↓

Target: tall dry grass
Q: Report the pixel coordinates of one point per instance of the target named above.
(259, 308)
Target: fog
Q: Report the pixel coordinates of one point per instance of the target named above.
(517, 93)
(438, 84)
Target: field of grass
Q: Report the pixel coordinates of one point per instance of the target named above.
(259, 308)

↑
↓

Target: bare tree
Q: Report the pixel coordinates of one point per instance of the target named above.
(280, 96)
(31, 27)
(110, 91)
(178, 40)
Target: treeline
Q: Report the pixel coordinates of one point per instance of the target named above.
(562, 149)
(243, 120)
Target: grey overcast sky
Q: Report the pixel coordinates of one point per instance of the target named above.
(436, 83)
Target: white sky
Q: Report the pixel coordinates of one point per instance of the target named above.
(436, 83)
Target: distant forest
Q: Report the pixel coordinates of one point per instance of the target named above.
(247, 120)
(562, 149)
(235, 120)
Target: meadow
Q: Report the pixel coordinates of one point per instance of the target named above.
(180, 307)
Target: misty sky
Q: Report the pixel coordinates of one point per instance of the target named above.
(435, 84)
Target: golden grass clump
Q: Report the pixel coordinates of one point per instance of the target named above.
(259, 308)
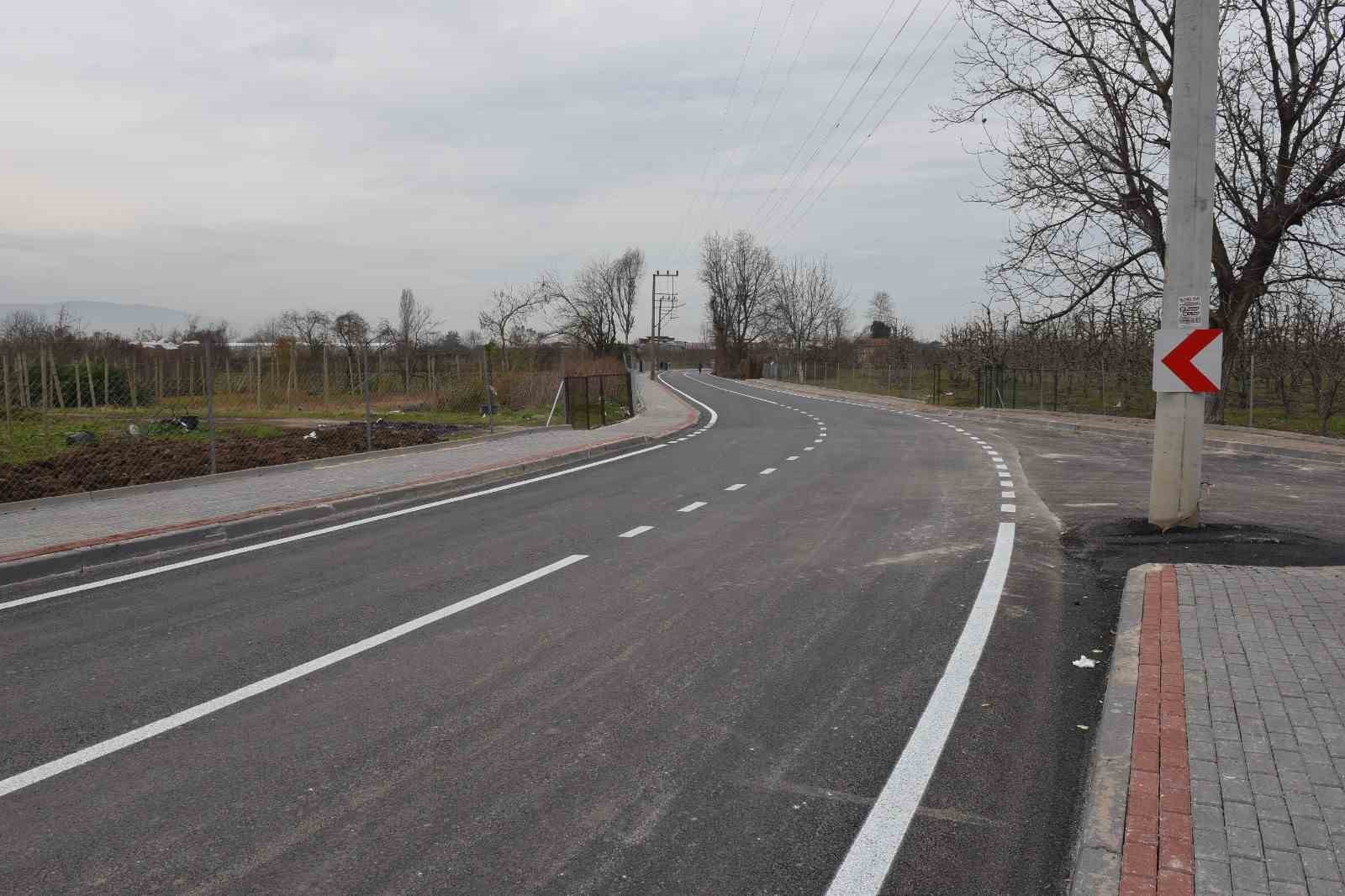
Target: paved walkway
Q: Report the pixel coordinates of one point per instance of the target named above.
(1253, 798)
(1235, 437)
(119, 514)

↑

Count the lines above that contain the word "grass" and reply with only the number.

◆ Output for this task
3